What to produce: Show the lines below where "point" occurs.
╔══
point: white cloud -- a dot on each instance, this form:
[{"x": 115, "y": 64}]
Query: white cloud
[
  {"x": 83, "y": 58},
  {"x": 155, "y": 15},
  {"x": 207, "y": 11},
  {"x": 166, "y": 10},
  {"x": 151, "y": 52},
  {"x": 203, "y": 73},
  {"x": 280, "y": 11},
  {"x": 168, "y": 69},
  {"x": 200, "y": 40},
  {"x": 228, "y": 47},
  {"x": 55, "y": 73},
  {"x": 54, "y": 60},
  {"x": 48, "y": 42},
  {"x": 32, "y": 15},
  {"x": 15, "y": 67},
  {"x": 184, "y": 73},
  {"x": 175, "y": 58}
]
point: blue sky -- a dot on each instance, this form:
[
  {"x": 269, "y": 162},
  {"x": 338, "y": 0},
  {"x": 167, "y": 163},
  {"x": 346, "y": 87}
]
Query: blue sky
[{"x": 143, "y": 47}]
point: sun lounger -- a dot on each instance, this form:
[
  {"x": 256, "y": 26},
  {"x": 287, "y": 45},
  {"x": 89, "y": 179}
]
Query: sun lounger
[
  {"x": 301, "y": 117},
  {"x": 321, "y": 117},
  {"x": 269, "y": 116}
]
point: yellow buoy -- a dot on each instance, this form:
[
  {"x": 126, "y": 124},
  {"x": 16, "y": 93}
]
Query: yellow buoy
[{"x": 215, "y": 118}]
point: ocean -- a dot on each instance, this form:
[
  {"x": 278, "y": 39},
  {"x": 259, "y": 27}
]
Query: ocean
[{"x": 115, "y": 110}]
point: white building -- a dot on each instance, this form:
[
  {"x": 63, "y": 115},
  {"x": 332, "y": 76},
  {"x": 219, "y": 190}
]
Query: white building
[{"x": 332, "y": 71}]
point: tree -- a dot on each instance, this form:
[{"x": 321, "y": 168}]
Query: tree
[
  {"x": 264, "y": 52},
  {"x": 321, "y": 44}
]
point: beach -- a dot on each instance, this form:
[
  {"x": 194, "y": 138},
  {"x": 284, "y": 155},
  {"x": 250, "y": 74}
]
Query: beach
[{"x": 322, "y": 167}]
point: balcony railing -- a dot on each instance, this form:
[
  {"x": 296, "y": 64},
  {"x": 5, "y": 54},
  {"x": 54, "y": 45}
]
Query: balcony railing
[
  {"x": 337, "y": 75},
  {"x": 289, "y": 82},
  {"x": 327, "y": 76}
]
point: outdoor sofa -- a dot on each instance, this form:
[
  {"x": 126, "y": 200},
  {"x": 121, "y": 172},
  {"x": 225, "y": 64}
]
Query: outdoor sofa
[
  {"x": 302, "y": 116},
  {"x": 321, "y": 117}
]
╚══
Exercise result:
point: white cloud -- a dot on each instance, this form:
point: blue sky -- a dot on each instance, this form:
point: sun lounger -- a dot on each instance, this form:
point: yellow buoy -- a dot on each instance, this form:
point: ocean -- a dot on each instance, this form:
point: white building -- a dot on each instance, this form:
point: tree -- a dot on each instance, this form:
point: beach -- a dot on each instance, this form:
point: balcony railing -- a dot on each instance, this form:
point: outdoor sofa -- a dot on each instance, this form:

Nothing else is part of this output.